EXCERPT PROVIDED -
___

I'm using a fairly standard scRNA-seq data analysis workflow, inspired by the OSCA pipeline (i.e., using scuttle
, scater
, scran
among others).
As the dataset is fairly big (>100'000 cells), I'm using BiocParalell
to speed up computation.
Now, the problem I encounter is that every time I rerun my code (typically as part of knitting an .Rmd file), I get slightly different results, more specifically:
- The UMAP projection looks different
- The number of clusters and the cell-to-cluster assignments are different.
This is despite setting the seed at the very beginning (bp
is what I pass to all the functions that have a BPPARAM
argument):
set.seed(16)
bp <- BiocParallel::MulticoreParam(workers = 8, RNGseed = 16)
The differences between runs are not major, but, as an example, they prevent me to reliably map cluster numbers to cell types after running SingleR
(because, say, cluster 7 might indicate completely unrelated cells in different runs).

___

(Stored records)
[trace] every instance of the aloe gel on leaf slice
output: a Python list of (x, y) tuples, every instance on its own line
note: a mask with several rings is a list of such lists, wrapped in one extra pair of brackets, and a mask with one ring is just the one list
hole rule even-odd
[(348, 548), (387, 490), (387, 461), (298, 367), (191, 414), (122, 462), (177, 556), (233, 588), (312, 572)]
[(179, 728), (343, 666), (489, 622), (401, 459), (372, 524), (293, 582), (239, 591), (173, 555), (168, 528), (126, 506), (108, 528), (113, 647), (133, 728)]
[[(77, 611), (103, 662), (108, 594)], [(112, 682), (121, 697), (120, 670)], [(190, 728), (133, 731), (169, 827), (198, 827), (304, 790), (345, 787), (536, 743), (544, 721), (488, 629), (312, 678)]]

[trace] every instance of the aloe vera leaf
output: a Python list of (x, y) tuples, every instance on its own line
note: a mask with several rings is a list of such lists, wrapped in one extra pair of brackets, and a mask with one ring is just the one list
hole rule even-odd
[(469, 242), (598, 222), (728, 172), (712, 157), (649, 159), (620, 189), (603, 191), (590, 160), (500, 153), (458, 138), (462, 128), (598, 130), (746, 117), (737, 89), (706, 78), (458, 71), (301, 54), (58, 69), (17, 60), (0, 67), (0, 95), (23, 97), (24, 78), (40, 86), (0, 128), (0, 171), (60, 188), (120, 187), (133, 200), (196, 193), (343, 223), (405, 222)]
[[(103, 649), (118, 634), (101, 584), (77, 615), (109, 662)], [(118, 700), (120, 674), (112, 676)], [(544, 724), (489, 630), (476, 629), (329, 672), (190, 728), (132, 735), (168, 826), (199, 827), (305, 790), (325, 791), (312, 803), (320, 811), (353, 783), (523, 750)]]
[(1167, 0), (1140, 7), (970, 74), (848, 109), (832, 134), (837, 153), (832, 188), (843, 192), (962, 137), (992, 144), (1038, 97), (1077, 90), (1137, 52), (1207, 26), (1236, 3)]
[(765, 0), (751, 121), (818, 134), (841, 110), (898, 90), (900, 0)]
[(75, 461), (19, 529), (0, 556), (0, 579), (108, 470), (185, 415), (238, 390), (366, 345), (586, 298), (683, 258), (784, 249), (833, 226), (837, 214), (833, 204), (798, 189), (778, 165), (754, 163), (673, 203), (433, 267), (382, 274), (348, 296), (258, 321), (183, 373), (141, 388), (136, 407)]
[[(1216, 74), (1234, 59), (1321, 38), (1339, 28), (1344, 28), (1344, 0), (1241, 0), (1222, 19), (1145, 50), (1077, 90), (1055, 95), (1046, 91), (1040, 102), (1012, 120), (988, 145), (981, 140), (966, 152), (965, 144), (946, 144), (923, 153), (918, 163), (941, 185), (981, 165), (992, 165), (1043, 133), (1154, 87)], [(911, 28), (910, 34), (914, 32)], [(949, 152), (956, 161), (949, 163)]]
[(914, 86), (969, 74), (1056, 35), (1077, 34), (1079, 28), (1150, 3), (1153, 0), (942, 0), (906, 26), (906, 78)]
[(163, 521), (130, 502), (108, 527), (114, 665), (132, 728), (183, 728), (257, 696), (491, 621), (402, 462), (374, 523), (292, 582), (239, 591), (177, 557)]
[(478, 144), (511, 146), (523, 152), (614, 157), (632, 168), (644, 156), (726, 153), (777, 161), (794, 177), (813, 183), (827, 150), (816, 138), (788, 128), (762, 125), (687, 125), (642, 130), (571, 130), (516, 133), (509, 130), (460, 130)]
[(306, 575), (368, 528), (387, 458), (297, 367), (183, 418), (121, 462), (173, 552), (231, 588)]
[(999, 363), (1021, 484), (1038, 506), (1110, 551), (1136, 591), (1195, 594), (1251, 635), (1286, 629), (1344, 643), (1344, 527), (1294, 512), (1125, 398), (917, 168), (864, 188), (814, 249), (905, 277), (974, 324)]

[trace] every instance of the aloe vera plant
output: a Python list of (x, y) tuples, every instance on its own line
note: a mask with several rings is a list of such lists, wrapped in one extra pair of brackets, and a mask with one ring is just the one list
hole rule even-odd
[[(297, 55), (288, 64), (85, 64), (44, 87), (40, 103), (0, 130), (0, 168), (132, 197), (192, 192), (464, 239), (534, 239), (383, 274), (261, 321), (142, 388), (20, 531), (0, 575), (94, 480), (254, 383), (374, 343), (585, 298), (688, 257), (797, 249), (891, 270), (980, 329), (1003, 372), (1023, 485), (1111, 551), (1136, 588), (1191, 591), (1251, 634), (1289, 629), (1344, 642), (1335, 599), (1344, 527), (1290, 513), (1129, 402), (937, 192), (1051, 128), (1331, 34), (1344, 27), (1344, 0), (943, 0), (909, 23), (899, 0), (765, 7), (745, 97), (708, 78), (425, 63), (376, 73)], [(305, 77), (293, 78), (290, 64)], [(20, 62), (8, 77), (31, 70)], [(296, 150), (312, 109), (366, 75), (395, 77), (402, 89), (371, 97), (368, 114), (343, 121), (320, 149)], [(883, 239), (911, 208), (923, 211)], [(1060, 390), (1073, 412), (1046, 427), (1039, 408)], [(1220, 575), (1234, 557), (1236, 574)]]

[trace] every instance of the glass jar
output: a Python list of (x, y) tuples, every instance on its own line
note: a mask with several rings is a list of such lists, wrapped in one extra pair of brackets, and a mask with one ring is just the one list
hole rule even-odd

___

PROMPT 1 -
In the post about irreproducible scRNA-seq results, how many workers does the MulticoreParam call specify?
PROMPT 2 -
Continue the post about irreproducible scRNA-seq results after its final sentence.

EXPECTED OUTPUT 1 -
8

EXPECTED OUTPUT 2 -
I'm guessing this might be due to some stochastic component of the UMAP and Louvain clustering algorithms, though I would have thought setting the seed was enough. Interestingly, I can't quite reproduce this on a small, toy dataset, possibly because the algorithms converge more easily and/or in less time.
How can I ensure reproducibility of dimensionality reduction and clustering in SingleCellExperiment
workflows using BiocParallel
?
Thank you.
The lack of reproducibility has been true in the past, but I believe under the (just released) BiocParallel 1.28.0 setting
RNGseed =
will make the results reproducible, including across workers and 'back-ends'. (Unless the author of a package has subverted this, perhaps as a legitimate attempt to 'correct' the misbehavior of previous BiocParallel). A new vignette describes random number behavior in detail.Thank you both Martin Morgan and Aaron Lun! I can confirm upgrading to Bioconductor 3.14 and BiocParallel 1.28.0 now gives me reproducible results across runs. Hooray!